**THE TASK**:
Reproduce the entries below in full and without error.

Data records:
|---|

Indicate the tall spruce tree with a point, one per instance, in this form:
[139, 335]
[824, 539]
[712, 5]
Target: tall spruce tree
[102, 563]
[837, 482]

|---|

**ANSWER BOX**:
Indicate the tall spruce tree with a point, one per instance, in this form:
[139, 335]
[824, 539]
[712, 5]
Target: tall spruce tree
[102, 563]
[837, 482]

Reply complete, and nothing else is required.